_TASK BRIEF_. Give back exactly the lines from the beginning of the listing below to the line holding "positive clicks: (264, 375)", both ends included; the pictures stay out.

_RECORDS FOR THE TASK_.

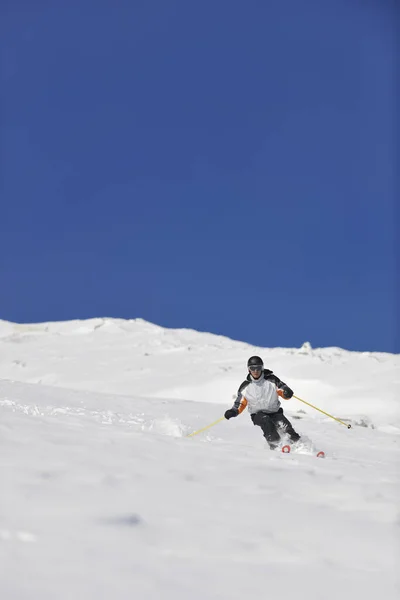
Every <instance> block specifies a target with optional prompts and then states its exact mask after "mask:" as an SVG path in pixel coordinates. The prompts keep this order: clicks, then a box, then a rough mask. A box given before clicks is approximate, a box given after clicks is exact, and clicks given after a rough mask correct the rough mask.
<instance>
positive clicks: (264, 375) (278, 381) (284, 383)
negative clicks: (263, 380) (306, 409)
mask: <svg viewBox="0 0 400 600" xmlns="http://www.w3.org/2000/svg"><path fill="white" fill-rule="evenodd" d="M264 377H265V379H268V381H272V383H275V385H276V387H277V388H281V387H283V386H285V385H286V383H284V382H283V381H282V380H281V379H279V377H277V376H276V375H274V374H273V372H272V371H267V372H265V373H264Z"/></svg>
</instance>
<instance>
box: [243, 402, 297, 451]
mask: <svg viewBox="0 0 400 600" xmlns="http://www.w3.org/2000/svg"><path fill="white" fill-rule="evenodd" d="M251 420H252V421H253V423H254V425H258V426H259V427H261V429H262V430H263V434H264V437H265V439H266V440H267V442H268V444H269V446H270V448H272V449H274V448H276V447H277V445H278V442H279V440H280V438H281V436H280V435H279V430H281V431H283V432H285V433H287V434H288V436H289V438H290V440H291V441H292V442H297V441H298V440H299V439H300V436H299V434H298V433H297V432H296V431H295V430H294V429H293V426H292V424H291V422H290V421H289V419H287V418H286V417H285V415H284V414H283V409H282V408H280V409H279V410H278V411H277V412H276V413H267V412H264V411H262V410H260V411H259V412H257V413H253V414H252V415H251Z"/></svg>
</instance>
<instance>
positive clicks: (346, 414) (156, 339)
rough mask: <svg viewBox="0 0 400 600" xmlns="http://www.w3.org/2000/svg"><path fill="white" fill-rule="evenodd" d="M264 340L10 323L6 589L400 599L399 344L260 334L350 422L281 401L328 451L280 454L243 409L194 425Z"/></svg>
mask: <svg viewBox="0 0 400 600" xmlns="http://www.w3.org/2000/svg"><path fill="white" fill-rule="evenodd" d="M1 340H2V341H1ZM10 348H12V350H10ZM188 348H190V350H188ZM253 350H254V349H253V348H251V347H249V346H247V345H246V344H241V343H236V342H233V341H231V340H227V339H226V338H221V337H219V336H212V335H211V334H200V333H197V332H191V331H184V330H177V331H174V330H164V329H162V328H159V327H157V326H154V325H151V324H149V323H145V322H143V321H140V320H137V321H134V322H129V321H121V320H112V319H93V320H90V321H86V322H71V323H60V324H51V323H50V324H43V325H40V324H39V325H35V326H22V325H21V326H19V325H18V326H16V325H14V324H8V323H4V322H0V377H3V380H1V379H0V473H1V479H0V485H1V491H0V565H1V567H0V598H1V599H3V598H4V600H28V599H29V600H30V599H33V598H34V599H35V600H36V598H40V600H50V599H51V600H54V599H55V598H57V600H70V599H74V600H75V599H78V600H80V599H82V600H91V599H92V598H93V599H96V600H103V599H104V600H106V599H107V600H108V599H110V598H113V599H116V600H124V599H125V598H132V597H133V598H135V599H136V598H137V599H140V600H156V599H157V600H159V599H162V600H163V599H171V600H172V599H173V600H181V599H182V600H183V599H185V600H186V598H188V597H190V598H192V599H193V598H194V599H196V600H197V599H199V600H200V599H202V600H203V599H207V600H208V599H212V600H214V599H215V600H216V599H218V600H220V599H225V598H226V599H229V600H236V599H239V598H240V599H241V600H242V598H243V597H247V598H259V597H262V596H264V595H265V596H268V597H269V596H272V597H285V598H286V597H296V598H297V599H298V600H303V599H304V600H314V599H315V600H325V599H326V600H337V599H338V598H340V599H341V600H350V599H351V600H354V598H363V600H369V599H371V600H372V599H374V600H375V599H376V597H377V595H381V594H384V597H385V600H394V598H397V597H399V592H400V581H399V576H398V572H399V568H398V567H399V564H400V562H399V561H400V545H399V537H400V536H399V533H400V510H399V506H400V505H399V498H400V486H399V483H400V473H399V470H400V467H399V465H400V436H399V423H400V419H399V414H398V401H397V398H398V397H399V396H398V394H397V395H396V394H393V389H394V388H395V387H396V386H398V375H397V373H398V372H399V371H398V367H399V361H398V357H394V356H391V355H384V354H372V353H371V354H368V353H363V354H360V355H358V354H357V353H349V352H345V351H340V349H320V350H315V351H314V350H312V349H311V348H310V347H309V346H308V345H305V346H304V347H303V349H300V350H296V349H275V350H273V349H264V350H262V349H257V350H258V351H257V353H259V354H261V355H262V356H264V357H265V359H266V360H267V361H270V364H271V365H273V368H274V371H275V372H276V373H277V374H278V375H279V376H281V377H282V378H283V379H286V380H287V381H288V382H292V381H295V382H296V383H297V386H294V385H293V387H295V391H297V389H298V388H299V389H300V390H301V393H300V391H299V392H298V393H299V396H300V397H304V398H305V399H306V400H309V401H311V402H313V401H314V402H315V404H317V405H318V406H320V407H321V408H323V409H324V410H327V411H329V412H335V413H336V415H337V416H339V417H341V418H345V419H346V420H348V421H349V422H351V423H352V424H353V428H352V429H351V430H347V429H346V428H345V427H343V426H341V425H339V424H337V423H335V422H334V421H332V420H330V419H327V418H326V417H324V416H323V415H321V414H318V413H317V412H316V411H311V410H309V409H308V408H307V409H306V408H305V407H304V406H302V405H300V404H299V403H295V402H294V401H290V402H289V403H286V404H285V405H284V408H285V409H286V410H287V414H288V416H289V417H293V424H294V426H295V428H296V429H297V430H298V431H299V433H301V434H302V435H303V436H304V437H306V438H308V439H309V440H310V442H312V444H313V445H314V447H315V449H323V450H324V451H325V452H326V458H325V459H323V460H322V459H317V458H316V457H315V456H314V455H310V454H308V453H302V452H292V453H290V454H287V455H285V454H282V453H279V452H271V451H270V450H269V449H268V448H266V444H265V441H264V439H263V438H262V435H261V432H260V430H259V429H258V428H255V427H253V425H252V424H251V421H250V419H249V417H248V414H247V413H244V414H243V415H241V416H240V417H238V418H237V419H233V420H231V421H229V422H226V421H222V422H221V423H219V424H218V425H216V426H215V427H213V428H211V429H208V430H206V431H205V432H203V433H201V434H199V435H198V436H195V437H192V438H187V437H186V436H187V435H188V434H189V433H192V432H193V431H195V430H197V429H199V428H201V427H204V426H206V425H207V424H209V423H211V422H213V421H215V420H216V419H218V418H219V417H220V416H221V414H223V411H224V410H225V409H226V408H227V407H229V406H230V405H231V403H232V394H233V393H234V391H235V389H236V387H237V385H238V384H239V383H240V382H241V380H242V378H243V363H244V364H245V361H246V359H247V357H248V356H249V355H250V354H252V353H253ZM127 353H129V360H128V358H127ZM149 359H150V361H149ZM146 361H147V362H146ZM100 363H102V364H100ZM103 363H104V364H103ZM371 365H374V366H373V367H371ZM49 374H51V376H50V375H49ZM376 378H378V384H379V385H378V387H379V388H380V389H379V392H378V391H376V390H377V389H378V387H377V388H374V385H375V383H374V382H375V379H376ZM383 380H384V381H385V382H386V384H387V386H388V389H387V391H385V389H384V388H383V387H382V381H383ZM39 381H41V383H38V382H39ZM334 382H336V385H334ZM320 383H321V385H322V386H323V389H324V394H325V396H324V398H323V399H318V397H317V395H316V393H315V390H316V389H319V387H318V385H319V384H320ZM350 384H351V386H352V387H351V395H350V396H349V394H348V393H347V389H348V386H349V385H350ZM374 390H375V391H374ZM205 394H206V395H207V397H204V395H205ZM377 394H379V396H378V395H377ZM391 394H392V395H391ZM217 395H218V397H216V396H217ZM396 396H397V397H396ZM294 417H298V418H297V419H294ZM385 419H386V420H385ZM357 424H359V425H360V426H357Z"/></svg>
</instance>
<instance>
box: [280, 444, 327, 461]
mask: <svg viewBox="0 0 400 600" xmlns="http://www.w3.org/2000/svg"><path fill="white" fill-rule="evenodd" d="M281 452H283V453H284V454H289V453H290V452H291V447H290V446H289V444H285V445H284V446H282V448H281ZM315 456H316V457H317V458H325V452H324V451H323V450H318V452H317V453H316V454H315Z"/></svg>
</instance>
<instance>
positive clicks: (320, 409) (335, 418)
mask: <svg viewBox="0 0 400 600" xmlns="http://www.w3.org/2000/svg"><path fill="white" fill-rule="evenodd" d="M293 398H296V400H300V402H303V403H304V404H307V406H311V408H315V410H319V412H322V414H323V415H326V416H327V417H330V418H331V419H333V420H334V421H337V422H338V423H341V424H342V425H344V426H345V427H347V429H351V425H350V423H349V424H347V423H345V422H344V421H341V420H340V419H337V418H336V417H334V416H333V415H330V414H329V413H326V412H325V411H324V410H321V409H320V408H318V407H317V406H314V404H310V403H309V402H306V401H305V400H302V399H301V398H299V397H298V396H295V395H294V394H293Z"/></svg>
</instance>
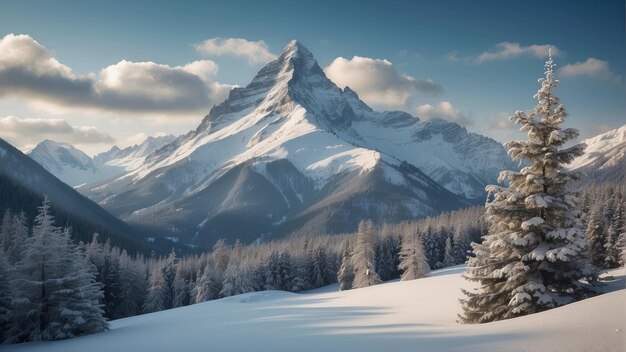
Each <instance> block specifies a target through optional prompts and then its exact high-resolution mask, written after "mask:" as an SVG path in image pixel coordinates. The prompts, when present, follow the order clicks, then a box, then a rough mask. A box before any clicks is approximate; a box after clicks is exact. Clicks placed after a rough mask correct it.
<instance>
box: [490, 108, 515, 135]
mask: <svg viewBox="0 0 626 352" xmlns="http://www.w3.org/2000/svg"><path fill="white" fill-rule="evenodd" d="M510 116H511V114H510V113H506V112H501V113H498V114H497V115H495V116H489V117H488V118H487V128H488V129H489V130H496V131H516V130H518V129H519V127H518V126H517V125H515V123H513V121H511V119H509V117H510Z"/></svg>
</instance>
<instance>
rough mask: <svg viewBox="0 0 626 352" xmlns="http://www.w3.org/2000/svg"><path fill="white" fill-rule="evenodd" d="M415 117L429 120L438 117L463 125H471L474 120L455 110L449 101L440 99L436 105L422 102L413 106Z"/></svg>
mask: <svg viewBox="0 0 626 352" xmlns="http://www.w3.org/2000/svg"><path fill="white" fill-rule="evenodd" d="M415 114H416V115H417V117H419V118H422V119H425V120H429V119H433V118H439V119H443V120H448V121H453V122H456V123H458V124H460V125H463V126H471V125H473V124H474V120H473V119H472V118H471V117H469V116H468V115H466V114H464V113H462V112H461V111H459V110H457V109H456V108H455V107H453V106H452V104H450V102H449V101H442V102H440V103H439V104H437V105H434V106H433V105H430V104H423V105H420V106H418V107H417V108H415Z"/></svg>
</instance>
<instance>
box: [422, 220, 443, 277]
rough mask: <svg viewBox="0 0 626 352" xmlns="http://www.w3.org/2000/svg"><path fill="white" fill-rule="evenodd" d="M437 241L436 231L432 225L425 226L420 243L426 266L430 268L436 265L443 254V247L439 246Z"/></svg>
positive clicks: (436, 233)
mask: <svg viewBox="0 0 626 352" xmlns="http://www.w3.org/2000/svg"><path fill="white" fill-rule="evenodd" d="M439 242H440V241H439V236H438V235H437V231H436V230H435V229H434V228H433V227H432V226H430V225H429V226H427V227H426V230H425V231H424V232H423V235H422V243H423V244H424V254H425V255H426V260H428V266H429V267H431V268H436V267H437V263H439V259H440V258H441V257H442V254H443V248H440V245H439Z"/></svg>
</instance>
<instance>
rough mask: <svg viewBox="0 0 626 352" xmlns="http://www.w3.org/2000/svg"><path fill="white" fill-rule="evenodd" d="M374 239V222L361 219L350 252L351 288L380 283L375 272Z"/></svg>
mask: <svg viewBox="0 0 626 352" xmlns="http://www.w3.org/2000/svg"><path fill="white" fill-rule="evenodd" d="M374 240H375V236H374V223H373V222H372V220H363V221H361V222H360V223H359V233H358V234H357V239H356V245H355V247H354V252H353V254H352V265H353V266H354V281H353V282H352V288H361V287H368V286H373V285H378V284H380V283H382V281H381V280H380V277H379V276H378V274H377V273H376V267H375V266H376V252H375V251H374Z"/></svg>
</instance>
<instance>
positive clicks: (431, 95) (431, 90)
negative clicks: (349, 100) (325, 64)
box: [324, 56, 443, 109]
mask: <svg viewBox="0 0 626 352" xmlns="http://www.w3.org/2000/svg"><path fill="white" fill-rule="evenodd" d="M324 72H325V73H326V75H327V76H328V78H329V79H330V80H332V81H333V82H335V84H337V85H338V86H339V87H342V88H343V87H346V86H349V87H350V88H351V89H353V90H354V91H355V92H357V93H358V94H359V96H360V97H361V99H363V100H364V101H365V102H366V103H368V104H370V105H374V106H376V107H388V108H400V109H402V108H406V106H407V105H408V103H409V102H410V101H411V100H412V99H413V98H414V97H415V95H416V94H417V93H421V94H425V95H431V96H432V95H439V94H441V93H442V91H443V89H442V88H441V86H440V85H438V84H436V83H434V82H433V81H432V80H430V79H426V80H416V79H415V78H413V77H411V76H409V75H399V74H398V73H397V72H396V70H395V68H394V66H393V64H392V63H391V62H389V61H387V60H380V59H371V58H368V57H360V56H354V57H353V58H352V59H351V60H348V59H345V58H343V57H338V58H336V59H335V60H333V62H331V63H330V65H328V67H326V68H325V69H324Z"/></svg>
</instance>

_SOLUTION_.
Every <instance> block specifies a target with optional prompts and then states its exact mask after "mask:" as an SVG path in pixel coordinates. The prompts keep this order: clicks, then a box, then a rough mask. A box given before clicks is approximate, a box given after clicks is exact, and clicks given after a rough mask correct the rough mask.
<instance>
positive clicks: (264, 375) (278, 381) (284, 383)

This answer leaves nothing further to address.